SELECTED PASSAGE
+ + +

Teen tells court of texting Dillard
The victim was not shot at close range.
LISBON — A former Wellsville High School cheerleader said she and Eric Dillard were sending each other romantic text messages late April 22, 2008.
But the text messages stopped shortly after a shooting in which Dillard is accused of killing an East Liverpool man.
Amber Dalrymple, now 18, said her cell phone communication with Dillard, 31, was, “almost all texting.”
She testified Monday in Columbiana County Common Pleas Court that they sent text messages to each other every day.
Dillard is on trial, charged with murder with a gun specification and illegal possession of a weapon because of a previous drug conviction.
He could get 15 years to life in prison if convicted of the murder charge. He claims he shot Jamie Farley, 35, of East Liverpool, in self-defense, outside Dillard’s home on Commerce Street.
Dalrymple said that on April 22, she left her car nearby and went to the Dillard home at 906 Commerce St. in Wellsville so her parents would not know where she was.
She knew that Dillard’s girlfriend, Trisha Miller, was in West Virginia trying to obtain a truck to move clothing that Dillard sold that was stored at a building in Wellsville.
Dalrymple testified she stayed very briefly, then left. Shortly before 10 p.m., which was her curfew, she said received a text message from Dillard saying he “could look at me all day.”
She thanked him by text, but he did not reply.
“He always texted back,” she added.
Under questioning by prosecutors, she said Dillard had not expressed any fears. “He never mentioned Jamie Farley,” Dalrymple said.
A short time after her last text, authorities said, Dillard shot Farley twice. He died later at East Liverpool City Hospital.

+ + +

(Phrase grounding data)
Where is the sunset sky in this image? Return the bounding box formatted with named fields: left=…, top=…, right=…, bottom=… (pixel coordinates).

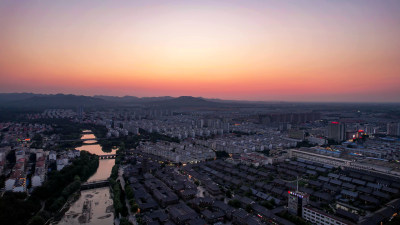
left=0, top=0, right=400, bottom=102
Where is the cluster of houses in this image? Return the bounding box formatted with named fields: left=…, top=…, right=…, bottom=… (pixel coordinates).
left=4, top=148, right=80, bottom=192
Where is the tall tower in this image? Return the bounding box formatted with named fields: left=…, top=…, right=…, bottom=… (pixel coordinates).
left=328, top=122, right=346, bottom=142
left=288, top=191, right=310, bottom=216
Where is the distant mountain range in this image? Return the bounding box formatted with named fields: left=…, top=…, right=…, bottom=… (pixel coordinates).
left=0, top=93, right=248, bottom=108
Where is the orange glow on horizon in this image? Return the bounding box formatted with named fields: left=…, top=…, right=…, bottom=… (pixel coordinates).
left=0, top=0, right=400, bottom=101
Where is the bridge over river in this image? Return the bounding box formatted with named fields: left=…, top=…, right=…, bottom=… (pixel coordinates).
left=81, top=180, right=110, bottom=190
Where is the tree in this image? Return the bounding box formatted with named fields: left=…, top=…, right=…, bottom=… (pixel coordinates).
left=119, top=217, right=132, bottom=225
left=225, top=190, right=232, bottom=198
left=245, top=204, right=253, bottom=213
left=228, top=199, right=240, bottom=208
left=29, top=216, right=46, bottom=225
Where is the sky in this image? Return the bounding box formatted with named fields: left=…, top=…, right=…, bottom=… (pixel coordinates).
left=0, top=0, right=400, bottom=102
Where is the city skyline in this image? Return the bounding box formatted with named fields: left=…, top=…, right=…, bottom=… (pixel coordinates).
left=0, top=1, right=400, bottom=102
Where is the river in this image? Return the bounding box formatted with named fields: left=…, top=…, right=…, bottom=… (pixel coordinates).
left=58, top=130, right=116, bottom=225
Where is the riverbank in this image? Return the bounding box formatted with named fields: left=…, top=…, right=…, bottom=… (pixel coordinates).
left=58, top=130, right=116, bottom=225
left=0, top=151, right=99, bottom=225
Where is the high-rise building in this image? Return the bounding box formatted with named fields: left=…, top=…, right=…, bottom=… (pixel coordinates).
left=288, top=191, right=310, bottom=216
left=386, top=123, right=400, bottom=136
left=328, top=122, right=346, bottom=142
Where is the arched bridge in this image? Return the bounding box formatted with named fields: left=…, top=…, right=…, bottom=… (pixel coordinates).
left=98, top=154, right=117, bottom=159
left=81, top=180, right=109, bottom=190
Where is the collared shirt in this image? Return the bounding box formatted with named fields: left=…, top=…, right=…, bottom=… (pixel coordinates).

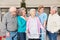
left=47, top=13, right=60, bottom=33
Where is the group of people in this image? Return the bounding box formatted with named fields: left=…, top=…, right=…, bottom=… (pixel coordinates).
left=2, top=5, right=60, bottom=40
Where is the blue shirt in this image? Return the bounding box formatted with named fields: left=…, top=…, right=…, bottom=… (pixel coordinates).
left=36, top=13, right=47, bottom=25
left=17, top=16, right=26, bottom=32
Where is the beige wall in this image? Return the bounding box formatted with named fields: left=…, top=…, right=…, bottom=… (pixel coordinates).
left=0, top=0, right=60, bottom=7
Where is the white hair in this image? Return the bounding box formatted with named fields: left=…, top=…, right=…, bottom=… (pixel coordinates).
left=30, top=9, right=35, bottom=14
left=20, top=7, right=26, bottom=13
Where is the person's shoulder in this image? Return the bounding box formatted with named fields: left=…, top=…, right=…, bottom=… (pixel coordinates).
left=43, top=13, right=47, bottom=16
left=3, top=12, right=9, bottom=17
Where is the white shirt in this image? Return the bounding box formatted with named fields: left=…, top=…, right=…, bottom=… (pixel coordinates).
left=47, top=13, right=60, bottom=33
left=29, top=18, right=39, bottom=39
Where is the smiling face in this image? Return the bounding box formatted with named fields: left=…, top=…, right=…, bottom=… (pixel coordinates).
left=30, top=9, right=36, bottom=17
left=39, top=8, right=44, bottom=13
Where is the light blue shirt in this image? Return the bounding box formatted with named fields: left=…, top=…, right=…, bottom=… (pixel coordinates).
left=36, top=13, right=47, bottom=25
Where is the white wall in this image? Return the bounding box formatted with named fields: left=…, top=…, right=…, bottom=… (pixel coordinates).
left=0, top=0, right=60, bottom=7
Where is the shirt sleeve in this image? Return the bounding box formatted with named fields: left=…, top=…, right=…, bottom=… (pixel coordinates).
left=17, top=17, right=26, bottom=27
left=2, top=15, right=7, bottom=32
left=44, top=13, right=47, bottom=21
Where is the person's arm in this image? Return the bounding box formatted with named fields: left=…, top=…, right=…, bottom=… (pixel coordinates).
left=43, top=14, right=47, bottom=28
left=26, top=18, right=29, bottom=33
left=2, top=15, right=10, bottom=37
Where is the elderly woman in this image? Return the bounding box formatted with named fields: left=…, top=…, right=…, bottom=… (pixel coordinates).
left=47, top=6, right=60, bottom=40
left=36, top=5, right=47, bottom=40
left=17, top=8, right=26, bottom=40
left=27, top=9, right=44, bottom=40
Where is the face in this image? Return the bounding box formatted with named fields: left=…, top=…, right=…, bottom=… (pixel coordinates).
left=22, top=10, right=26, bottom=16
left=50, top=9, right=55, bottom=14
left=31, top=10, right=36, bottom=16
left=39, top=8, right=44, bottom=13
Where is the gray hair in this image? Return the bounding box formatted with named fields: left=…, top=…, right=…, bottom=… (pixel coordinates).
left=51, top=6, right=58, bottom=12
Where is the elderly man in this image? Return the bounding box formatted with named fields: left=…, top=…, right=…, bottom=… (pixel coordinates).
left=47, top=6, right=60, bottom=40
left=2, top=7, right=17, bottom=40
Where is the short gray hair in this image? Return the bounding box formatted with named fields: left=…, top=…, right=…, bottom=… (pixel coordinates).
left=30, top=9, right=35, bottom=14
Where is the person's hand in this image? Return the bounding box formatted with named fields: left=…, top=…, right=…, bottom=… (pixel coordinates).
left=6, top=32, right=10, bottom=37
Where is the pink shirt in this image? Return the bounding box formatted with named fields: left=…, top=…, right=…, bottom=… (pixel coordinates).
left=27, top=17, right=44, bottom=38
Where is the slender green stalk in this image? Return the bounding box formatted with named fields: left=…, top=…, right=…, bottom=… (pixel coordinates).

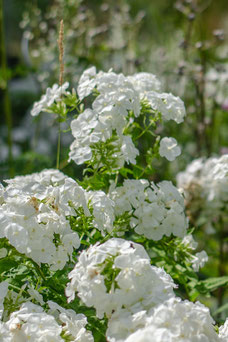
left=56, top=121, right=61, bottom=169
left=0, top=0, right=14, bottom=177
left=56, top=20, right=64, bottom=169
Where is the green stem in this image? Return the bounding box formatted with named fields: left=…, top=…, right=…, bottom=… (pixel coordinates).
left=0, top=0, right=14, bottom=177
left=56, top=118, right=61, bottom=169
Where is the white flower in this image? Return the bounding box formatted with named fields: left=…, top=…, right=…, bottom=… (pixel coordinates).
left=0, top=248, right=7, bottom=259
left=146, top=91, right=186, bottom=124
left=31, top=82, right=69, bottom=116
left=4, top=302, right=63, bottom=342
left=48, top=301, right=94, bottom=342
left=0, top=170, right=90, bottom=270
left=177, top=154, right=228, bottom=230
left=66, top=238, right=175, bottom=318
left=109, top=179, right=188, bottom=241
left=125, top=298, right=220, bottom=342
left=159, top=137, right=181, bottom=161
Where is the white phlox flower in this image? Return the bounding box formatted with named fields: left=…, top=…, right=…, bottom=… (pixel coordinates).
left=0, top=170, right=90, bottom=270
left=66, top=238, right=175, bottom=318
left=124, top=298, right=221, bottom=342
left=48, top=301, right=94, bottom=342
left=69, top=67, right=186, bottom=168
left=109, top=180, right=188, bottom=240
left=177, top=154, right=228, bottom=232
left=0, top=302, right=64, bottom=342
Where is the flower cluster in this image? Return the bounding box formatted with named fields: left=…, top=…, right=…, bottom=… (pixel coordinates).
left=109, top=179, right=188, bottom=240
left=69, top=67, right=185, bottom=167
left=123, top=298, right=221, bottom=342
left=66, top=238, right=224, bottom=342
left=66, top=238, right=175, bottom=318
left=177, top=155, right=228, bottom=230
left=0, top=170, right=109, bottom=270
left=0, top=302, right=94, bottom=342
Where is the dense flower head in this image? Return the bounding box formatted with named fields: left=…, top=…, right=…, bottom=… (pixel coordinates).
left=0, top=170, right=114, bottom=270
left=0, top=302, right=93, bottom=342
left=124, top=298, right=220, bottom=342
left=177, top=154, right=228, bottom=230
left=109, top=180, right=188, bottom=240
left=69, top=67, right=186, bottom=168
left=66, top=238, right=175, bottom=318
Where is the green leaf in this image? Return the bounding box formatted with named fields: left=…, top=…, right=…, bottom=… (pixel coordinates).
left=196, top=276, right=228, bottom=293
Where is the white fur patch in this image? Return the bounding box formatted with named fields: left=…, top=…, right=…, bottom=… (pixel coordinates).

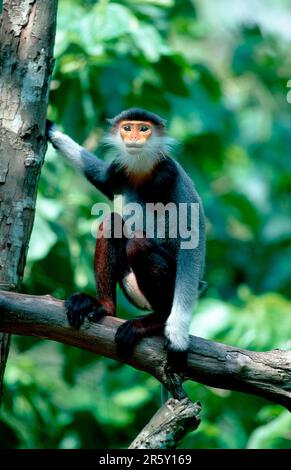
left=122, top=271, right=151, bottom=310
left=48, top=129, right=83, bottom=170
left=164, top=300, right=192, bottom=351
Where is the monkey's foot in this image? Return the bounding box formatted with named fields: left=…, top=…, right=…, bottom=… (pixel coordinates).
left=165, top=339, right=188, bottom=372
left=65, top=293, right=107, bottom=329
left=115, top=320, right=141, bottom=356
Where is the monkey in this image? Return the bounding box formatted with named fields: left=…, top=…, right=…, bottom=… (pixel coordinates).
left=47, top=108, right=206, bottom=370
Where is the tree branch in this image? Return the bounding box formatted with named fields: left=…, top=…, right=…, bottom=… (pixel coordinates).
left=129, top=398, right=201, bottom=449
left=0, top=291, right=291, bottom=411
left=0, top=0, right=57, bottom=401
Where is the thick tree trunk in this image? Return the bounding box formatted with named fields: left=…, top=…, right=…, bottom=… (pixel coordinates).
left=0, top=0, right=57, bottom=400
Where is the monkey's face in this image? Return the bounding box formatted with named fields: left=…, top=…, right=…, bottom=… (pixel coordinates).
left=118, top=121, right=153, bottom=155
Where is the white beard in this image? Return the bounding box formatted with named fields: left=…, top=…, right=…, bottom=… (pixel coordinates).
left=103, top=132, right=175, bottom=176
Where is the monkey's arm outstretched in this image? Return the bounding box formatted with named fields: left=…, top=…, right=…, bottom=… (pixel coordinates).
left=46, top=121, right=113, bottom=199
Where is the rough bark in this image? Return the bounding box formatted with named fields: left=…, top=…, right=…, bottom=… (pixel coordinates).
left=0, top=0, right=57, bottom=400
left=0, top=292, right=291, bottom=410
left=129, top=398, right=201, bottom=449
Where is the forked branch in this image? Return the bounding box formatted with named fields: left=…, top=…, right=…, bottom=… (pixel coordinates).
left=0, top=291, right=291, bottom=411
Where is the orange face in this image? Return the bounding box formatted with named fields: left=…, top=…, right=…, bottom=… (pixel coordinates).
left=119, top=121, right=153, bottom=152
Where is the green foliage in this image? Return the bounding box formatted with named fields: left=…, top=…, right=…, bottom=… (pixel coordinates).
left=0, top=0, right=291, bottom=448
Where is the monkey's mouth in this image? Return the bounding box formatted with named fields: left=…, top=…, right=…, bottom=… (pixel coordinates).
left=126, top=144, right=143, bottom=149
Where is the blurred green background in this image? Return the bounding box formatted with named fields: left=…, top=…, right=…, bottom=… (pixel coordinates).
left=0, top=0, right=291, bottom=449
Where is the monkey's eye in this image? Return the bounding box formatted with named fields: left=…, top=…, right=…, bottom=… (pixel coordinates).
left=139, top=125, right=149, bottom=132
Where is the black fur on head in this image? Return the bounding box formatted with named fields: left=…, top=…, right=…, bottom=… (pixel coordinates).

+ + +

HOW TO COMPLETE THIS TASK
List every person the court article names by full name.

EXERCISE OUTPUT
- Eric Dillard
- Amber Dalrymple
- Trisha Miller
- Jamie Farley